Problem:
Would you please give every entry again exactly, without the pictures?

[Items from a data source]
Content starts

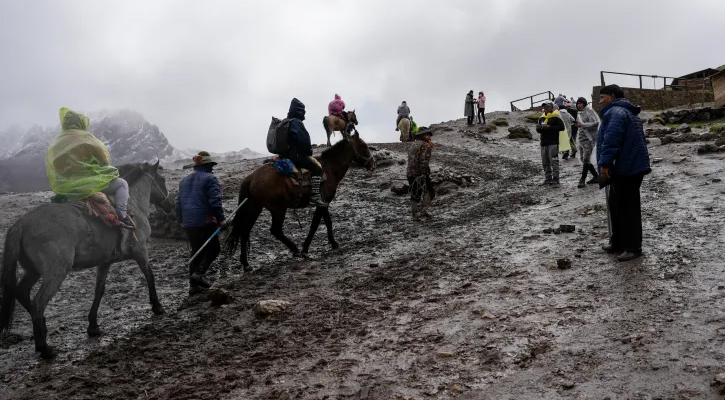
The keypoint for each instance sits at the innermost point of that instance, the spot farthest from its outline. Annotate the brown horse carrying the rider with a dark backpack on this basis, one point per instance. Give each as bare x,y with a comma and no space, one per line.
266,188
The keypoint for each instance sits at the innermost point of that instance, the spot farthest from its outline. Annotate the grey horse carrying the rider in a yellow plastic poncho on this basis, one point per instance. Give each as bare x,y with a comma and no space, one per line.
53,239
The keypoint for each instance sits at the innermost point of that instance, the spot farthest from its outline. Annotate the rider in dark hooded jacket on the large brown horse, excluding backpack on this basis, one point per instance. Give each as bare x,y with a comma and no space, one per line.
300,150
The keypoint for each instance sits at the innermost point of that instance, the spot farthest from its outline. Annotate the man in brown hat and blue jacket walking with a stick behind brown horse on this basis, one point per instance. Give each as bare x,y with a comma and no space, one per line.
199,210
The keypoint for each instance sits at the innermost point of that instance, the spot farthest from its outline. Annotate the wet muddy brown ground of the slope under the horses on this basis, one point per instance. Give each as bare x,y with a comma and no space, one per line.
469,305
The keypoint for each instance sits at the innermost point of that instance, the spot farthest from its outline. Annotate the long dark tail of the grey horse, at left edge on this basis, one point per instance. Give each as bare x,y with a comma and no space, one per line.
8,276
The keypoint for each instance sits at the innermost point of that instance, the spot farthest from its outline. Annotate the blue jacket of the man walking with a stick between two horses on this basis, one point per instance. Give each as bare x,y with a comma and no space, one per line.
199,201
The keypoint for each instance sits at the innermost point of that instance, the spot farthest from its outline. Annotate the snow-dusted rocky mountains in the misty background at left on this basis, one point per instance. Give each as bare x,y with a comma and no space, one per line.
129,137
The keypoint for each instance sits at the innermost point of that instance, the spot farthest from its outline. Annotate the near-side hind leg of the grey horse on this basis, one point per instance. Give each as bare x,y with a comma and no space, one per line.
48,288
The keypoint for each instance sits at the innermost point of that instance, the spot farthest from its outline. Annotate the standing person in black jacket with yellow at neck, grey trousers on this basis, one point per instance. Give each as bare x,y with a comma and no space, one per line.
549,126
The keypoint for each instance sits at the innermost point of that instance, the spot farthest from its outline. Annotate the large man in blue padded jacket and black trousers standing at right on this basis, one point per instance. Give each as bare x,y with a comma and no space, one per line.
623,161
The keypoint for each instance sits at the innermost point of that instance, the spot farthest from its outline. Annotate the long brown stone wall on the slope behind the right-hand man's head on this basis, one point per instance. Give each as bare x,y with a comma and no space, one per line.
654,99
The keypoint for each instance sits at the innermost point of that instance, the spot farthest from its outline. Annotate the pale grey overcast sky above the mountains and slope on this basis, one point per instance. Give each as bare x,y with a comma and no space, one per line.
211,74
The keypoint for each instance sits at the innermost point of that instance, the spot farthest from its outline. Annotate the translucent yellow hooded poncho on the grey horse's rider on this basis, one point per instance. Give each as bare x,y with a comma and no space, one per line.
77,163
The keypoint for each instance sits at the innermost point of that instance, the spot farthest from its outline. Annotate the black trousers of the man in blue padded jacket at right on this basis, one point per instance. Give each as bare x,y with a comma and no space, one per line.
626,210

Content ends

Solution below:
The keypoint for each instance sits at the innermost point of that instance, the spot farthest from its outline. Annotate the brown horse carrying the rider with a dark backpack on this basis, one point per instance. Give each as bare x,y with a comma and no space, one per line.
266,188
The keypoint for each instance sits at the innermost point of that instance, the spot farthest from its outline. Annotate the grey horse carrying the rider in a yellow plastic poncho on this basis, one point per instance. Give each as bare x,y with a comma and no space, one per line.
53,239
The keypoint for each instance sits at the innermost point of that instance, the spot farthest from its outline. Annotate the rider in dark hooded jacket on the large brown horse, excluding backpack on this basis, one point per instance. Give each as bare x,y with a comma and no space, one per line.
300,150
The keypoint for each instance sits at the innermost point of that instance, the spot farthest from its outline. Annotate the man in brown hat and blue jacket walking with a stick behind brown horse on this basis, one point per instance. Give each as bare x,y with a comma and no space, one per line.
199,210
The keypoint for each instance sits at the innermost point of that instance, the spot farthest from its outline. Annotate the wet muddy brown ground of the slope under the horses on this basis, one point per instance. Give each as bare x,y with a comma and no space, one per line.
469,305
The keypoint for each instance sits at the innermost point of that instance, the spot farthest from its outline. Annotate the long dark tail of the grey horse, at left edge on this basis, one point per instance. Give each as bare x,y with a comma and no space, one per line.
8,276
The keypoint for each instance sits at the innermost point of that instance, the spot farthest from its outline. Annotate the blue jacket of the man walking with a stick between two horses on this basis, one point per instance. Give each as bare x,y with a comma and no space, one per line.
199,201
The keypoint for each instance sits at the innermost point of that instance, the spot farthest from its outline. Annotate the snow-dusted rocky mountains in the misty background at left on this basis, one point per instance. Give each as bare x,y with a comma and no space, one per line.
129,137
The keypoint for each instance sits at the innermost point of that instance, the spot farthest from its outline. Annotate the near-side hind leg of the grey horse on this basis, one point per instance. Give each as bare x,y with a comma and no space, one per line.
48,288
The keypoint for each instance sits at the innermost point of that instance, the spot farthest from its outline. Annotate the standing person in black jacket with yellow at neck, grey trousers on this basis, one point per instance. Give each as bare x,y with a comma and no space, one per line.
549,126
The keypoint for each instance sits at the innermost point of that instance, the spot farthest from its outline. Annotate the large man in blue padded jacket and black trousers standing at right on this basis, one point per instance. Give each as bare x,y with a comma and no space, one per line.
623,161
The keypoint for each instance sits at the innermost point of that instance, the spot farthest from its outline. Annotate the long brown stone wall on the slope behind the right-hand man's head on this basis, one point per instance. Give each as bare x,y with a comma and no space, one per line.
654,99
The keypoint for each instance sits at the innermost point of that instance, the spot farthest from its outline. Annotate the pale grey overcast sky above the mountains and slope on this basis, one point per instance. Give each as bare x,y with a comma and no space, one per line.
211,74
The keypoint for each instance sits at the innermost point of that instance, the spot farthest from its outline. Annotate the translucent yellow hooded poncho on the grey horse's rider on this basis, one point per instance. Give each as bare x,y with a comma and no space, one per line.
77,163
The keypoint for each instance sits at the innermost point of that instance, the spot farthest from its outline. Annotate the black trousers of the man in blue padded jacket at right on this basis, one point per instance. Give each as bare x,y with a comma and no space, one per line.
626,210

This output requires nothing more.